* Text passage:
····················

The ICAs yield overall scale scores, overall performance level designations, and claim-level

information.

Interim Assessment Blocks (IABs) focus on smaller sets of targets and therefore provide

more detailed information targeted at instructional purposes. The blocks are available either

as fixed forms or with the use of a computer-adaptive algorithm. The IABs are comprised of

several blocks of items and yield overall information for each block. Each block measures a

smaller set of targets than does the ICA. These smaller assessments focus on a particular

cluster of standards and therefore provide more instructionally relevant types of feedback.

They may be computer adaptive or linear, and results are reported on the same scale as the

summative assessment with the caveat that the full summative system takes into account a

broader range of content.

Fixed-form Interim Comprehensive Assessments (ICAs) and fixed-form Interim Assessment Blocks

(IABs) include the universal tools, designated supports, and accommodations listed in the Usability, Accessibility, and Accommodations Guidelines. Table 2 gives an overview of interim assessment

features. The interim assessments provide results that teachers and administrators can use to track

student progress throughout the year in relation to the Common Core State Standards and to adjust


17

instruction accordingly. The full range of assessment options in the interim system will ultimately

depend on the assessment purpose and use of scores, security needs, and the system’s technical

capabilities, such as secure high school end-of-course assessments to support state-level

accountability systems. The ICAs and IABs are available in grades 3 to 8 and high school and can be

administered at any time during the school year. The high-school ICAs are constructed to be

consistent with the grade 11 summative blueprints. High school IABs are constructed to focus on

content that would be appropriate across grade levels. Schools or districts may choose to administer

the high school interim assessments in grades 9 to 12. The high school ICA and IAB are constructed

to be consistent with the grade 11 blueprint; however, the high school ICA and IAB may still be

administered in grades 9 to 12. In addition, the interim assessments are not constrained by grade

level; in other words, students may take an off-grade level Interim assessment. For example, a fifth-

grade ICA/IAB can be administered to grades above or below fifth grade. The item bank in the initial

rollout of the interim assessments will be limited in depth of the available content. Therefore, if ICAs

and IABs are administered repeatedly to the same students, individuals may be exposed to the same

items on occasion. There are no security expectations for the items in the Interim assessment item

bank. The interim assessments are not intended for accountability purposes. Table 3 gives the IABs

available for ELA/literacy, and Tables 4 and 5 present them for mathematics.

····················

* Supplied material:
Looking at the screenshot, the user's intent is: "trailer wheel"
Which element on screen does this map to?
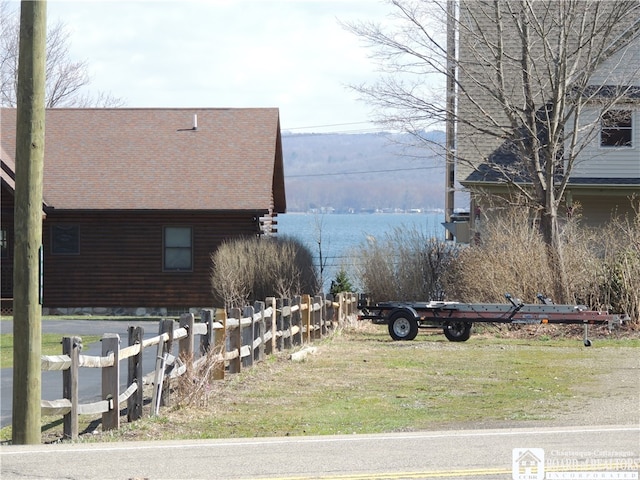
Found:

····················

* Written instruction A:
Using the interim assessments passage, decide for each statement whether it agrees with the text. Answer yes or no, and quote the words that decide it.
(i) Interim Assessment Blocks can be given as fixed forms or through a computer-adaptive algorithm.
(ii) The interim assessments are meant to serve accountability purposes.
(iii) Items in the interim assessment item bank carry security expectations.
* Written instruction B: According to the interim assessments passage, in which grades may schools or districts choose to administer the high school interim assessments?
* Written instruction C: Repeat the interim assessments passage word for word from "rollout of the" to "them for mathematics.".

* Exercise response A:
(i) Yes: "The blocks are available either as fixed forms or with the use of a computer-adaptive algorithm."
(ii) No: "The interim assessments are not intended for accountability purposes."
(iii) No: "There are no security expectations for the items in the Interim assessment item bank."

* Exercise response B: Grades 9 to 12.

* Exercise response C:
rollout of the interim assessments will be limited in depth of the available content. Therefore, if ICAs

and IABs are administered repeatedly to the same students, individuals may be exposed to the same

items on occasion. There are no security expectations for the items in the Interim assessment item

bank. The interim assessments are not intended for accountability purposes. Table 3 gives the IABs

available for ELA/literacy, and Tables 4 and 5 present them for mathematics.